[BEGIN Material provided]

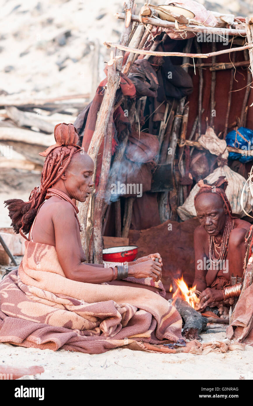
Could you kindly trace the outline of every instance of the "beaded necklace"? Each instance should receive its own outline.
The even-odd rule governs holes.
[[[45,199],[48,199],[50,197],[51,197],[51,196],[57,196],[57,197],[59,197],[60,199],[61,199],[62,200],[65,200],[66,201],[71,203],[75,210],[75,216],[76,216],[76,218],[77,220],[77,222],[78,223],[79,229],[80,231],[82,231],[82,228],[81,224],[80,224],[80,222],[79,221],[79,219],[77,215],[79,211],[77,207],[75,204],[74,204],[74,203],[73,203],[70,198],[69,197],[67,196],[63,192],[61,192],[61,190],[58,190],[57,189],[54,189],[53,188],[50,188],[50,189],[48,189],[47,190],[47,194],[45,198]]]

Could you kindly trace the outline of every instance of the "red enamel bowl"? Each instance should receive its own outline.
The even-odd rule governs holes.
[[[130,262],[135,259],[138,252],[136,245],[111,247],[103,250],[103,260],[106,262]]]

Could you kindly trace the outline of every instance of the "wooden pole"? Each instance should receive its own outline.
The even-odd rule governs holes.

[END Material provided]

Rewrite the whole listing above with "contour" in place of every "outline", keeping everything else the same. Leave the pictures out.

_Worked answer:_
Could you kindly trace the contour of every instance of the "beaded necklace"? Each instance should receive its own contour.
The even-odd rule governs holes.
[[[45,199],[48,199],[50,197],[51,197],[51,196],[57,196],[57,197],[59,197],[60,199],[61,199],[62,200],[65,200],[66,201],[71,203],[75,210],[75,216],[76,216],[76,218],[77,220],[77,222],[78,223],[79,229],[80,231],[82,231],[82,228],[81,224],[80,224],[80,222],[79,221],[79,219],[77,215],[79,211],[77,207],[75,204],[74,204],[74,203],[73,203],[70,198],[69,197],[67,196],[63,192],[61,192],[61,190],[58,190],[57,189],[54,189],[53,188],[50,188],[50,189],[48,189],[47,190],[47,194],[45,198]]]

Could you kindly trace the contour of every instance of the "red enamel bowl"? Each instance should receive its own contour.
The even-odd rule governs holes.
[[[130,262],[135,259],[138,252],[136,245],[111,247],[103,250],[103,260],[106,262]]]

Could you kindly trace the contour of every instance of the "wooden pole"? Each instance should receive its own contour.
The even-odd rule governs holes.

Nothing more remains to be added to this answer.